Object location annotation data:
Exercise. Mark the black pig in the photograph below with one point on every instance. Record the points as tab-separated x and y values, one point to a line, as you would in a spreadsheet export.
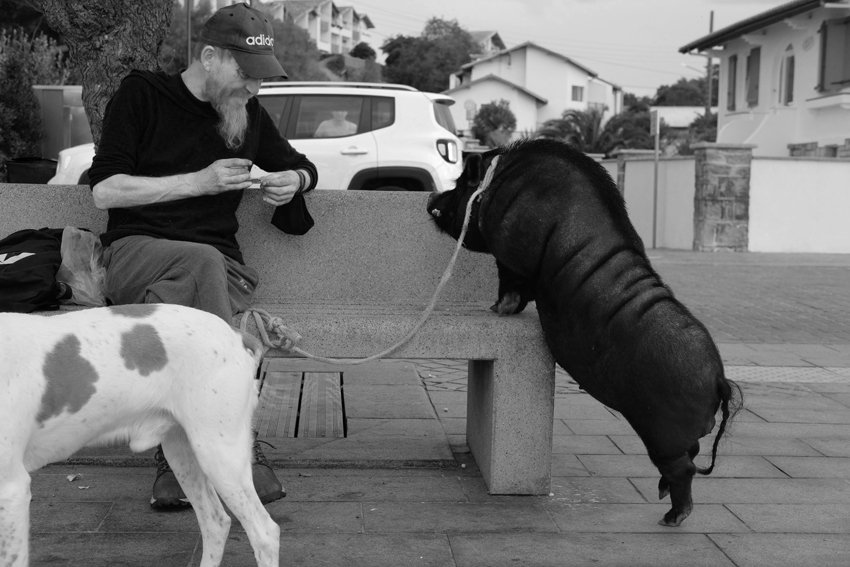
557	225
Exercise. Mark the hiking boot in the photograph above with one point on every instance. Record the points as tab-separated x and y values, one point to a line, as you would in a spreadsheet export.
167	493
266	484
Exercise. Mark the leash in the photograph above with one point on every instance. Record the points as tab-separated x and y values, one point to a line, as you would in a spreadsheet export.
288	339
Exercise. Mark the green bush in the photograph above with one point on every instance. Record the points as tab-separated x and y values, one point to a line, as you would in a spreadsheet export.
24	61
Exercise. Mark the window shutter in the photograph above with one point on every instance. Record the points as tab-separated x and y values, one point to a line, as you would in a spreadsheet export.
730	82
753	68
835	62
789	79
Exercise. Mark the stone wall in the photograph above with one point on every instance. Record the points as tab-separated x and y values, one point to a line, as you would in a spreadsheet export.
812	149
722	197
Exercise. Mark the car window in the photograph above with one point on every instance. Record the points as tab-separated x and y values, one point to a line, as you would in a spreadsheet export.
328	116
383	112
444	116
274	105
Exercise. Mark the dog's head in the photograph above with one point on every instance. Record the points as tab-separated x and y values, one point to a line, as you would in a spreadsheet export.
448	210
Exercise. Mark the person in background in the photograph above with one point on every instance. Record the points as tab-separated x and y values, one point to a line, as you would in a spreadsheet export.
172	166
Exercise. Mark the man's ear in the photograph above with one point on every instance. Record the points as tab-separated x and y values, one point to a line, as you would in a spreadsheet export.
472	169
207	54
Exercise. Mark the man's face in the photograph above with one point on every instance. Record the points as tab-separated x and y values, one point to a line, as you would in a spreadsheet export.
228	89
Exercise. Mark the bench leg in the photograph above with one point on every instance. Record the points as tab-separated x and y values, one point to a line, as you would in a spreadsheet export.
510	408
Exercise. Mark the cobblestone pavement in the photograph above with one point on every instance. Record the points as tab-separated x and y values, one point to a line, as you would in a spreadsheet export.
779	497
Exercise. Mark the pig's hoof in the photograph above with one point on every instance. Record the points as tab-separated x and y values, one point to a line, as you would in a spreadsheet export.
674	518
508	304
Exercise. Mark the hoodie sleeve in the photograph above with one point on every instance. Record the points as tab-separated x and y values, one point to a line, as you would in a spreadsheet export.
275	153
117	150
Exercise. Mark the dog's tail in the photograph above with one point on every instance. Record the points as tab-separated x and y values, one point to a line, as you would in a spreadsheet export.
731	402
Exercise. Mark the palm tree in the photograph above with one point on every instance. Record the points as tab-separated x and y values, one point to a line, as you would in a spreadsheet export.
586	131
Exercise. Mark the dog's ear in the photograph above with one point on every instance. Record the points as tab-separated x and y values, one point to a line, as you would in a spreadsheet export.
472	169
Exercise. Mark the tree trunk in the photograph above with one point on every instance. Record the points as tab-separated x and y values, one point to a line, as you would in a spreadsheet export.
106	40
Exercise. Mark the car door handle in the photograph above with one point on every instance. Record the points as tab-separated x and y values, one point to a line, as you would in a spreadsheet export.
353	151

...

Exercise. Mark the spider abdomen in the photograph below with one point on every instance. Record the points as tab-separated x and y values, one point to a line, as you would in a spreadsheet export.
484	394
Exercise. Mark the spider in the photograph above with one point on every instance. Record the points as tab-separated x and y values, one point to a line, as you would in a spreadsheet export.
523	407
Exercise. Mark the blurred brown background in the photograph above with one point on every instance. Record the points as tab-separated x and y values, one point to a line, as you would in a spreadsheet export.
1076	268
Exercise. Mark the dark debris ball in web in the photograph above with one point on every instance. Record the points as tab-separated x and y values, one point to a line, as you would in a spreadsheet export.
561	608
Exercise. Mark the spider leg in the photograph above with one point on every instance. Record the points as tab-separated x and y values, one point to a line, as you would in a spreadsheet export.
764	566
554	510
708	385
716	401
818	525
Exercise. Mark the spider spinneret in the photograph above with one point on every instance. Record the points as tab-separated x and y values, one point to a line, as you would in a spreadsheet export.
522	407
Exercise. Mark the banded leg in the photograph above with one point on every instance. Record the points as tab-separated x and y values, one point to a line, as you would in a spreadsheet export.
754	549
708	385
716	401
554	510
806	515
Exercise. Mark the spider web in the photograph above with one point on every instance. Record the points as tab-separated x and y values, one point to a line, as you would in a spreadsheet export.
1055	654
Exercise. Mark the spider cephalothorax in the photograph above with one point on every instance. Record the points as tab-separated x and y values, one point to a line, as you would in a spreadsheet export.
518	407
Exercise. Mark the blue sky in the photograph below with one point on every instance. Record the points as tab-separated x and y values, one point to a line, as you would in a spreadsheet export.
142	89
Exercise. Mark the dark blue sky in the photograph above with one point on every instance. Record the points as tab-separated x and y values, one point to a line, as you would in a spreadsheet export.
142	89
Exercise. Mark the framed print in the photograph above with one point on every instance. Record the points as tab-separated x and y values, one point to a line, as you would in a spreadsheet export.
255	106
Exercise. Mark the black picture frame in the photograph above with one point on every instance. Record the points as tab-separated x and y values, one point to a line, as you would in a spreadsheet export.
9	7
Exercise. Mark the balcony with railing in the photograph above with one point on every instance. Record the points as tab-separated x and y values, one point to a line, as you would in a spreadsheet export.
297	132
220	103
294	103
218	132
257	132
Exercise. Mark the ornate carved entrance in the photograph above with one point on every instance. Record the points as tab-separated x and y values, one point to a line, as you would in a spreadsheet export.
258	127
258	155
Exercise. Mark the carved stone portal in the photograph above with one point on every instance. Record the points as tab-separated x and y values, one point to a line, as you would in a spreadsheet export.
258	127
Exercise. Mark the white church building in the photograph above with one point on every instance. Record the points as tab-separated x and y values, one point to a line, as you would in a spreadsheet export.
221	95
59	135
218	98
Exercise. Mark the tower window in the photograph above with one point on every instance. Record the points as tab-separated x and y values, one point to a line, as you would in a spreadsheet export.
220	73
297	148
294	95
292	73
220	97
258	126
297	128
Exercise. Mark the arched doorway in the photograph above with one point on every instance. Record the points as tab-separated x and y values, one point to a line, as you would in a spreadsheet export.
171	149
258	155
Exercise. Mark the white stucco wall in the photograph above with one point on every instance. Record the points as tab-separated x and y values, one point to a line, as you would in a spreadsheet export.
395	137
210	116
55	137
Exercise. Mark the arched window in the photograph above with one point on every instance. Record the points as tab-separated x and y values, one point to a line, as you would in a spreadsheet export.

==

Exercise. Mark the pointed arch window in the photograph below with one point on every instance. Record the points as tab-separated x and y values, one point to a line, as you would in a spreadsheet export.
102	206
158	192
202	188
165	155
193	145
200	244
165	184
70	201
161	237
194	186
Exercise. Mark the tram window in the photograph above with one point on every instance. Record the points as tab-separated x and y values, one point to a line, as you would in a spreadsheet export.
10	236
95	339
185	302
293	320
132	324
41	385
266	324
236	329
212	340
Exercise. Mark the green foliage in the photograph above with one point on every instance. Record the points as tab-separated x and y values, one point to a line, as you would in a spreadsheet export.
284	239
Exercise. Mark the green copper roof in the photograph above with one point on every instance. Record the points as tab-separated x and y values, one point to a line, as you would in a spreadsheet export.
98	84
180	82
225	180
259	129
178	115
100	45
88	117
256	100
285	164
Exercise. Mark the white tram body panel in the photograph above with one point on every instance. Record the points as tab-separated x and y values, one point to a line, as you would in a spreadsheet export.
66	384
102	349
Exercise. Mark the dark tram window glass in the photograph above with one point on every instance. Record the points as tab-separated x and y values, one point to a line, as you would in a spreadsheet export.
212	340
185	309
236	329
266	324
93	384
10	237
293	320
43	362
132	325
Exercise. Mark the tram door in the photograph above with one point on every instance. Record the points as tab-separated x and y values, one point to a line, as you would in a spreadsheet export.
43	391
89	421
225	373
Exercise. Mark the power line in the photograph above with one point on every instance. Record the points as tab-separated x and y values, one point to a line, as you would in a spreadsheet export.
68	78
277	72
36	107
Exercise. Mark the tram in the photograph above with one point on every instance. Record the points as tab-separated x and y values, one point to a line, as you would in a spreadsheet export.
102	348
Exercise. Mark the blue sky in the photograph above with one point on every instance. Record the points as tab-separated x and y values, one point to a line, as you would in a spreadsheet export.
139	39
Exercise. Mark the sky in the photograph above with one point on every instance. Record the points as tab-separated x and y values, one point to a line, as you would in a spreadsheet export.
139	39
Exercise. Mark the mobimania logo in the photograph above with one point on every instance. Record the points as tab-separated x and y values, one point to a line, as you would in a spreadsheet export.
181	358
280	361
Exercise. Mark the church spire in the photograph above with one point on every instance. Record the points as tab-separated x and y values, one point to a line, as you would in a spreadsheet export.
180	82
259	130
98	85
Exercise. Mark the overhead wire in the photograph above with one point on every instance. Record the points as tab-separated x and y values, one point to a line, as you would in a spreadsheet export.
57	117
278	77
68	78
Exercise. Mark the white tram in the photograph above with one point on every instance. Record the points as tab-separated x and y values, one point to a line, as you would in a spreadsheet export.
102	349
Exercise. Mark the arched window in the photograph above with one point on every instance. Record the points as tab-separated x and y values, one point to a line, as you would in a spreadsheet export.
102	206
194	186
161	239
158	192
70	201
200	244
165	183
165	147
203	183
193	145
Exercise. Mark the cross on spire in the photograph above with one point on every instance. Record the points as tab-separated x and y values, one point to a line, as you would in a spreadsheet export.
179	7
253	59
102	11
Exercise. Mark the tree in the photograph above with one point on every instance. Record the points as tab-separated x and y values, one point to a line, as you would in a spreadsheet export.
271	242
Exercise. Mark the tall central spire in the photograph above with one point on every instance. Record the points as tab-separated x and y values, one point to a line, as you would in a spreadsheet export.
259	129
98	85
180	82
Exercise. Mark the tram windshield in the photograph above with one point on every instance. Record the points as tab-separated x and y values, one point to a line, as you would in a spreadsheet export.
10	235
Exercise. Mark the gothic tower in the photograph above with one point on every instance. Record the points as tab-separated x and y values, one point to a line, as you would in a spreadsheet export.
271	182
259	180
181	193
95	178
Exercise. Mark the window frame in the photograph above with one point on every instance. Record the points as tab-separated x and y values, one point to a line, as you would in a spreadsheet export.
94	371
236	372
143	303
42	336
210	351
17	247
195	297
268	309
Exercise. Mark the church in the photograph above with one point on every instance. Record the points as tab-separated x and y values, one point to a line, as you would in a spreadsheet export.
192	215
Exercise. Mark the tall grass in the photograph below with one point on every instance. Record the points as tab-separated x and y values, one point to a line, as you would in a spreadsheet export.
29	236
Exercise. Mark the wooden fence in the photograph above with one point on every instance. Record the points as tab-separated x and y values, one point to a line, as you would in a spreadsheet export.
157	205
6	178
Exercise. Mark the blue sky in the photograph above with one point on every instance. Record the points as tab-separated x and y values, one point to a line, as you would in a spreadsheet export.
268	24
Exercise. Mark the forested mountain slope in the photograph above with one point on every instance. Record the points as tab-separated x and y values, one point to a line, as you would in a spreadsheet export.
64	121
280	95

WHAT YOU HAVE TO DO
Locate each line in the data above that contains the word "black", and copy those lines out in full.

OUTPUT BELOW
Exercise. Mark the black pig in the photograph below with one point on every instance. Record the points as tab-separated x and y values, one point to a line, as you would in a spreadsheet export.
Exercise. Mark the black picture frame in the photograph above with one point on every instance. Record the points as tab-separated x and y values, one point to a line, as you would in a spreadsheet export.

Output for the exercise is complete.